• _Goal_
Tally the rows below that contain the string "cabinet", and reply with the number alone.

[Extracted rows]
begin

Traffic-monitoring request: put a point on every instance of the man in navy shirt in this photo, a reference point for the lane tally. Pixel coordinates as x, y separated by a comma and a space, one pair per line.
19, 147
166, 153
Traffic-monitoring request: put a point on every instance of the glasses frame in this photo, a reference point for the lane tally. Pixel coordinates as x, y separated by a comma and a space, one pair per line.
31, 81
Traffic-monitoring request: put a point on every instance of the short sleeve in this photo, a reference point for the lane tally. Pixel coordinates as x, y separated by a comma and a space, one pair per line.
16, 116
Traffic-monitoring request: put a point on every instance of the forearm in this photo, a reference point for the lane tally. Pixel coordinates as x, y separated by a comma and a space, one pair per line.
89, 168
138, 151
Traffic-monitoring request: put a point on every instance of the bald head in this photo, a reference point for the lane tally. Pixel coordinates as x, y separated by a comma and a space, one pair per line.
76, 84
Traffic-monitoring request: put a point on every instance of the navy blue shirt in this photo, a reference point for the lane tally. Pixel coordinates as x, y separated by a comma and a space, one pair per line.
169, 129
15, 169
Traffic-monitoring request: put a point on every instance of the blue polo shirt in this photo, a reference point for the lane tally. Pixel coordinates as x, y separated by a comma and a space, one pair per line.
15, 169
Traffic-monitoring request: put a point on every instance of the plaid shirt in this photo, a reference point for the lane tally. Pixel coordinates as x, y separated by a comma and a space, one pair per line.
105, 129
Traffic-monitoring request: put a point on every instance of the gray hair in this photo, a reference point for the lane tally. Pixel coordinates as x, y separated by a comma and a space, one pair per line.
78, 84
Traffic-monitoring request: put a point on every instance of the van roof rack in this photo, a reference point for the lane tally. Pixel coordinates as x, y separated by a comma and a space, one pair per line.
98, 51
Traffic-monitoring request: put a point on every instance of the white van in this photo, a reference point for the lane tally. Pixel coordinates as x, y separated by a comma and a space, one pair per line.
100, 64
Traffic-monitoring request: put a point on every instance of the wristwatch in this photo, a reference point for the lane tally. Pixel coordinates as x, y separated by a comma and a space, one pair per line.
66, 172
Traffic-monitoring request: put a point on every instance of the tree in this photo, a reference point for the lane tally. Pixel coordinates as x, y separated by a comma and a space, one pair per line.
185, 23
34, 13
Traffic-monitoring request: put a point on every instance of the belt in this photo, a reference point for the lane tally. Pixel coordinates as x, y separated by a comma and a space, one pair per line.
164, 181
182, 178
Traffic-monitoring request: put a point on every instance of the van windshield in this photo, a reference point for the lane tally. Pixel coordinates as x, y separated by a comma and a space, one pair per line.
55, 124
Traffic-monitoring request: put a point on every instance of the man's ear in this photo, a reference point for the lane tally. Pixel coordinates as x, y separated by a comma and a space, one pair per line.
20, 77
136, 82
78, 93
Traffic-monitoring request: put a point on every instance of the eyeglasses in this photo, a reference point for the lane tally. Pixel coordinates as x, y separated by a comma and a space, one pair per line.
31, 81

end
begin

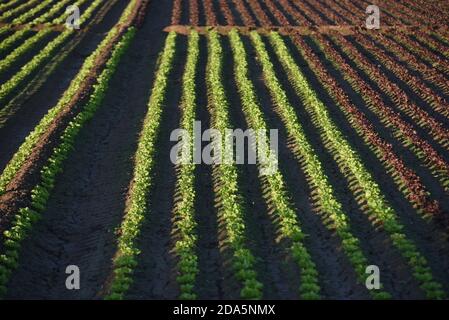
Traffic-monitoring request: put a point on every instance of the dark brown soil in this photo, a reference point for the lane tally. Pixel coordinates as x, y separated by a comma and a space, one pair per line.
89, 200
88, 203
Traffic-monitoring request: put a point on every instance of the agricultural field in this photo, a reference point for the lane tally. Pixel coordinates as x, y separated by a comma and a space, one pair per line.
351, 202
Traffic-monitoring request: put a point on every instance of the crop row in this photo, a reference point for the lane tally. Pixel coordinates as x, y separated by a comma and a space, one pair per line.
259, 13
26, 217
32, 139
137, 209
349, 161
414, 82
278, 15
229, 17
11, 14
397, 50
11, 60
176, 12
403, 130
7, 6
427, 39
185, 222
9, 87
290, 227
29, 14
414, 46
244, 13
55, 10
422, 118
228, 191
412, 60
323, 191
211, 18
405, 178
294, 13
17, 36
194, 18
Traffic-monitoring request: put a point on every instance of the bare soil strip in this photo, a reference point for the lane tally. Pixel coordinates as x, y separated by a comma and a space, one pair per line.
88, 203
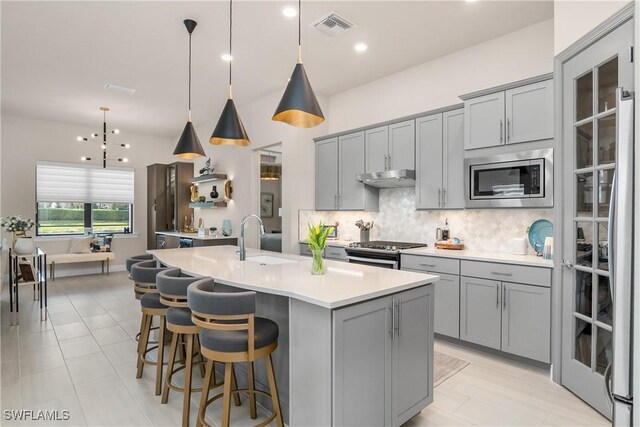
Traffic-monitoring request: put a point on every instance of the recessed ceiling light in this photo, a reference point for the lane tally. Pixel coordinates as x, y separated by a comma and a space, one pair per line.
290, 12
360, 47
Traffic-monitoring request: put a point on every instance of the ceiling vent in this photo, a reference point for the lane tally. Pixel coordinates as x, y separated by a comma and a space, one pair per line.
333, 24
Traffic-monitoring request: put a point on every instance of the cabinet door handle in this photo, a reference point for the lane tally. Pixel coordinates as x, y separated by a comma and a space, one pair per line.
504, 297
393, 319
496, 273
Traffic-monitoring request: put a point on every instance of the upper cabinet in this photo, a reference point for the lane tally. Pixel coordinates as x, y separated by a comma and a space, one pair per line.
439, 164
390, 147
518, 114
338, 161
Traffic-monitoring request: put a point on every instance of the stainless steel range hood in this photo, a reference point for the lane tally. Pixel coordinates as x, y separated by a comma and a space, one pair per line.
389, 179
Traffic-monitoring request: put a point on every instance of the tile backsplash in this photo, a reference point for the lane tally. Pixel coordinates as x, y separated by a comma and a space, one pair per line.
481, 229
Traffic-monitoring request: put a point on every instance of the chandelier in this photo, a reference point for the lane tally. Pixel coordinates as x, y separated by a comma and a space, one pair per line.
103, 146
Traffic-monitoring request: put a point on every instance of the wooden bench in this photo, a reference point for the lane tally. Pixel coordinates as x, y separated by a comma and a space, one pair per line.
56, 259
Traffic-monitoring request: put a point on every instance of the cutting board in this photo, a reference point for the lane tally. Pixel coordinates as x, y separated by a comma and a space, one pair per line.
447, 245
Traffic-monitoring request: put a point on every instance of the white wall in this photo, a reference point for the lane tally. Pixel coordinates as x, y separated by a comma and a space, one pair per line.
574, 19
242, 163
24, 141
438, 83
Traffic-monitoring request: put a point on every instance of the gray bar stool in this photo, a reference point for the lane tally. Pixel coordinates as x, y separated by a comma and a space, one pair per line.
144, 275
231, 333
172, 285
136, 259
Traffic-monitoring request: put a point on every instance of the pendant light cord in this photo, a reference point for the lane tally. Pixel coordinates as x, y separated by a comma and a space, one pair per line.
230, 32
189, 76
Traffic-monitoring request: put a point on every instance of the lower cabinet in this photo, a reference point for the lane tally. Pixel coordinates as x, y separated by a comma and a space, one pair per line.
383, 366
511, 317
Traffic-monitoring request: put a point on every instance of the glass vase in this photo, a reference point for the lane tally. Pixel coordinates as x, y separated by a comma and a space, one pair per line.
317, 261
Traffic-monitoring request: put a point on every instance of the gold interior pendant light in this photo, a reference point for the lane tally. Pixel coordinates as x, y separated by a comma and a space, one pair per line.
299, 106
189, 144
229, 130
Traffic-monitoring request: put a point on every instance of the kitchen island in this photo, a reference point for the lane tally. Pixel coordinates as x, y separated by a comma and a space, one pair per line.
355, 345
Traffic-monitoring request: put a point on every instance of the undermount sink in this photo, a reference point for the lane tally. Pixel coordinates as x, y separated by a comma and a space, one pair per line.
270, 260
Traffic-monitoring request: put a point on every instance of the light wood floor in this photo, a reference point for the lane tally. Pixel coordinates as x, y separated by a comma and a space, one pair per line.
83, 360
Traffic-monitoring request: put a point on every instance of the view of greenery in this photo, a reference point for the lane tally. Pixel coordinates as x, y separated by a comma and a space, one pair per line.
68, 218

end

• _Answer to this task_
3